Aim of the task => Render as a numbered list, one line per entry with blank lines omitted, the part of the items that opens with the line containing "Task: annotate each instance of the ceiling duct" and closes with the final line of the items, both ends included.
───── Records to use ─────
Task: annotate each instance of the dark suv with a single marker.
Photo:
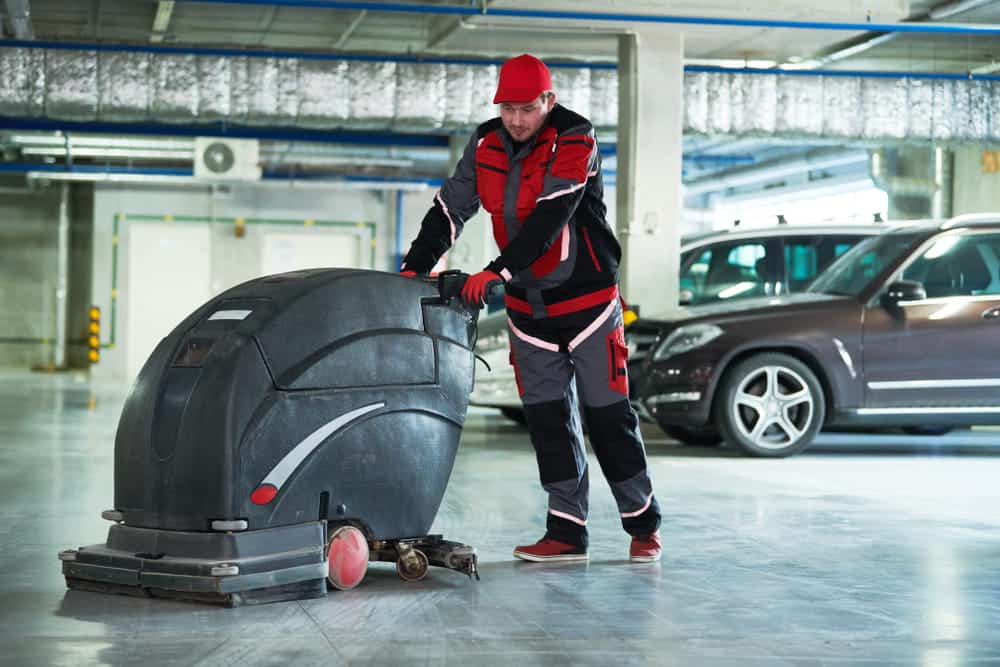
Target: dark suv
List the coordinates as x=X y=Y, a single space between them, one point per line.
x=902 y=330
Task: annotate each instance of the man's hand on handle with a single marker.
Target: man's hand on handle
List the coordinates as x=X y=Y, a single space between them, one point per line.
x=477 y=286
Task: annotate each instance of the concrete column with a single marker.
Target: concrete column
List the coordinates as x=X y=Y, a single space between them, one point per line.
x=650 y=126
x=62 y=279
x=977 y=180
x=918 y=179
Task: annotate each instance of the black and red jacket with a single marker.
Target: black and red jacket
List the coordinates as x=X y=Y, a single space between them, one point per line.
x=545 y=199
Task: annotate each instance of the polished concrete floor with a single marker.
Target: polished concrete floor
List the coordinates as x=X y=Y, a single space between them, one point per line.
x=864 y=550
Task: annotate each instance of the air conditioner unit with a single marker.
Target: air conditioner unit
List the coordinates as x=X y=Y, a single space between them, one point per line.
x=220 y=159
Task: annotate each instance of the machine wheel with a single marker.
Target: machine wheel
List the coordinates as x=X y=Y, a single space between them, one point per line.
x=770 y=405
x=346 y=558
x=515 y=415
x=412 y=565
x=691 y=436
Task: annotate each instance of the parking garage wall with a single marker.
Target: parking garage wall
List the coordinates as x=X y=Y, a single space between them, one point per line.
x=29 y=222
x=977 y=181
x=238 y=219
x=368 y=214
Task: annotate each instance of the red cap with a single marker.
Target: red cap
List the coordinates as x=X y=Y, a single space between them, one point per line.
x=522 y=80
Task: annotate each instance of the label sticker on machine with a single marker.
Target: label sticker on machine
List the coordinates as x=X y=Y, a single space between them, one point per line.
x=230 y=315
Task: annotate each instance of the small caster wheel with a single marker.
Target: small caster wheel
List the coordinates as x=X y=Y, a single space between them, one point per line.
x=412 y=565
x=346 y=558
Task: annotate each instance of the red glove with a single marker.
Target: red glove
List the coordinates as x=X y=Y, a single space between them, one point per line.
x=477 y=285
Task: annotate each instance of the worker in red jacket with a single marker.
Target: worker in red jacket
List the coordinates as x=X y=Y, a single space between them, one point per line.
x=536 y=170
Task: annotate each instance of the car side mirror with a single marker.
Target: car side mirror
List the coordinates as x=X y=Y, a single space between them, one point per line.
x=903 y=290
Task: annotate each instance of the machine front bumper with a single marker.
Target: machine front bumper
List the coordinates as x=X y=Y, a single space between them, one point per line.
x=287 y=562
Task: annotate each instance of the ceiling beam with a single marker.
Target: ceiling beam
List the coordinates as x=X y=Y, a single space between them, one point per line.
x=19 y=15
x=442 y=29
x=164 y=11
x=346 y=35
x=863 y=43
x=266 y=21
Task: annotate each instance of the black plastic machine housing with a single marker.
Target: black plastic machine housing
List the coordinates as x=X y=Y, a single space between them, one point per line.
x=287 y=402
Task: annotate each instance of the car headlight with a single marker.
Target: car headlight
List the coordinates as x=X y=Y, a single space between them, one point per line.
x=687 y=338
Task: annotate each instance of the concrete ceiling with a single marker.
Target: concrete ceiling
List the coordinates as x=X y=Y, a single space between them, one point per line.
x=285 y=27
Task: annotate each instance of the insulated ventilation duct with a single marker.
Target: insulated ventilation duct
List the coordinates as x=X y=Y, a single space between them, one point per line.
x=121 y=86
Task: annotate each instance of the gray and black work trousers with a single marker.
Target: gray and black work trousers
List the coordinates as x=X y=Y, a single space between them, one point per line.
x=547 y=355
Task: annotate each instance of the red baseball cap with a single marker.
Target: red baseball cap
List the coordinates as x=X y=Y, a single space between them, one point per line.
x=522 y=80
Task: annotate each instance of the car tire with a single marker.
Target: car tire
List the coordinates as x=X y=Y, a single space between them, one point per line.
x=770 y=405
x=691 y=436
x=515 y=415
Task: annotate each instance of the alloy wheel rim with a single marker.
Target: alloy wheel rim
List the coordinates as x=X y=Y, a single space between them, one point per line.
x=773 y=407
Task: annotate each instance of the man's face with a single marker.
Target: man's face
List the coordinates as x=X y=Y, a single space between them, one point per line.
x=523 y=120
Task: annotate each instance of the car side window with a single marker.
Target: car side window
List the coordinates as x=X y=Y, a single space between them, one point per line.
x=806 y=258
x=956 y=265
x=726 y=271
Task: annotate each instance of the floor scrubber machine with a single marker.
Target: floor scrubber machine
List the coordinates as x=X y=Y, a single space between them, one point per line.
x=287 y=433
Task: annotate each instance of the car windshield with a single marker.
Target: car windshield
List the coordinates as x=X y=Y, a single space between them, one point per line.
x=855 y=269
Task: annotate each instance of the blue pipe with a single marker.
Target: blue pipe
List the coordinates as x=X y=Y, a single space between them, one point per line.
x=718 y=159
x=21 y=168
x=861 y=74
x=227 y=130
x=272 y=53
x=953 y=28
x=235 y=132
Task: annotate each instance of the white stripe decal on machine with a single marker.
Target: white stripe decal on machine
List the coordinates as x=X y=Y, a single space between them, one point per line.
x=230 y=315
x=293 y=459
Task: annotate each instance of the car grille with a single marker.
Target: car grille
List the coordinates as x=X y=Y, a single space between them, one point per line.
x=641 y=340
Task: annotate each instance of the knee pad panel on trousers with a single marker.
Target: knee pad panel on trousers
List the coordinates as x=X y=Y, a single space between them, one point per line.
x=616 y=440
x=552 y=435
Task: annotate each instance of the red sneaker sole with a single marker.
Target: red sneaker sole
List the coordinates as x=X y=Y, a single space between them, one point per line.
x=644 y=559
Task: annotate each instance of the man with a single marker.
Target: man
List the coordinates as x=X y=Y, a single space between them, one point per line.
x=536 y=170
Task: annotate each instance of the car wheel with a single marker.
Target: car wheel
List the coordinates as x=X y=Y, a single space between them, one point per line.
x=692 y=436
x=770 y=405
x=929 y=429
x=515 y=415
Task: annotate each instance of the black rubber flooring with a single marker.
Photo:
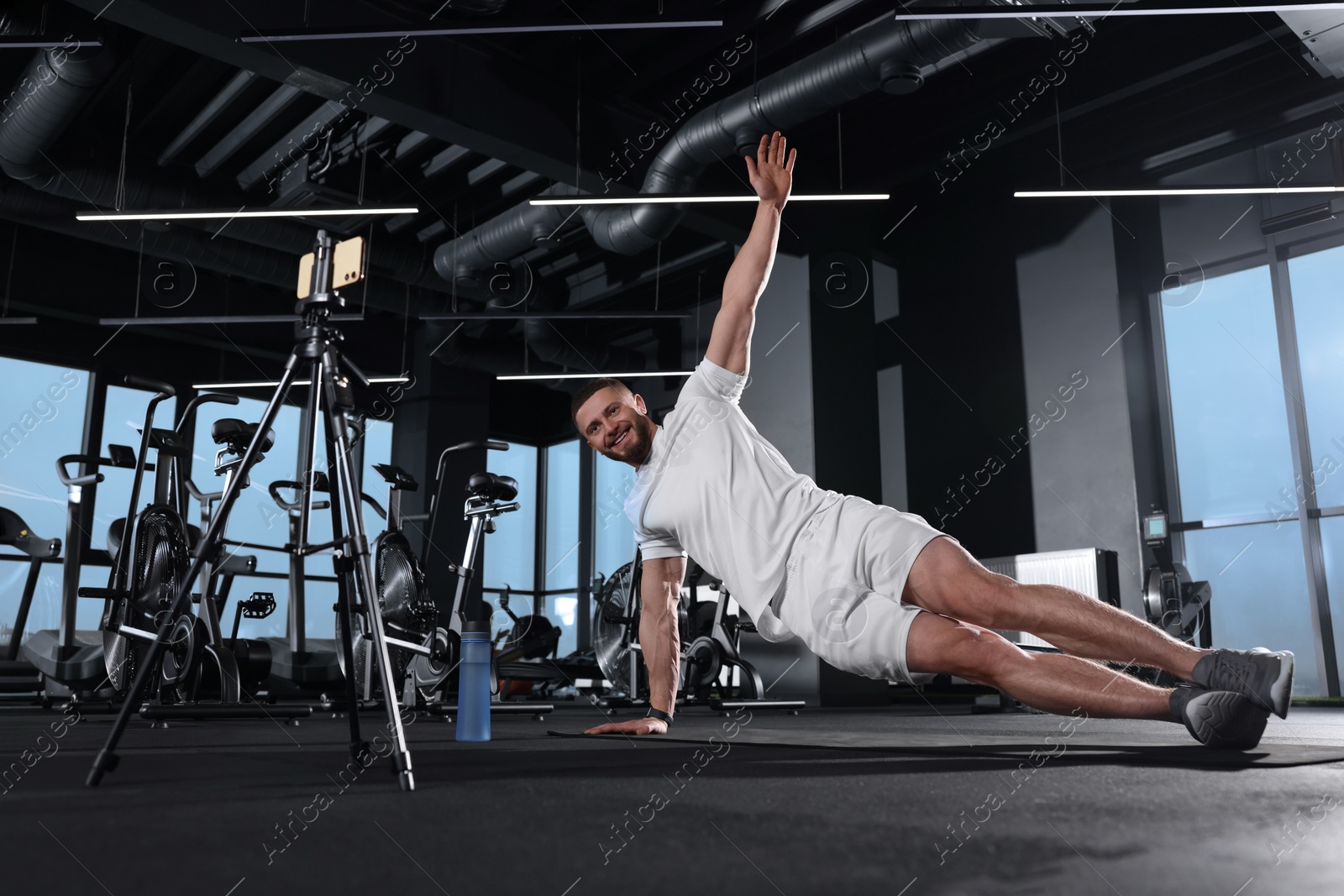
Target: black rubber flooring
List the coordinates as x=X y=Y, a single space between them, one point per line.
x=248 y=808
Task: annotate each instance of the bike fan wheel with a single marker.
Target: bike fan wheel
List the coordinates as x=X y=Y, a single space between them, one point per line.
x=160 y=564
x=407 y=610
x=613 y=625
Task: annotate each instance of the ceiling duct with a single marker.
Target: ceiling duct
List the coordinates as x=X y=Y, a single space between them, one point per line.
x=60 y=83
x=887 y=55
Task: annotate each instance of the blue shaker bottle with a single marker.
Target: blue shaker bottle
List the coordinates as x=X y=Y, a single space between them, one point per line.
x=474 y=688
─────
Solution =>
1. Task: annotate each instance of the ceiling duct with a single marker.
2. Target: ceiling duct
3. List the coordinates as x=X y=Y, a single space between them, one point per line.
4. x=60 y=83
5. x=887 y=55
6. Task: annotate each instance of the blue shaker bottle with a single marker.
7. Target: blue shaker bottle
8. List the coordinates as x=X y=Y, a single space between them, one point per line.
9. x=474 y=688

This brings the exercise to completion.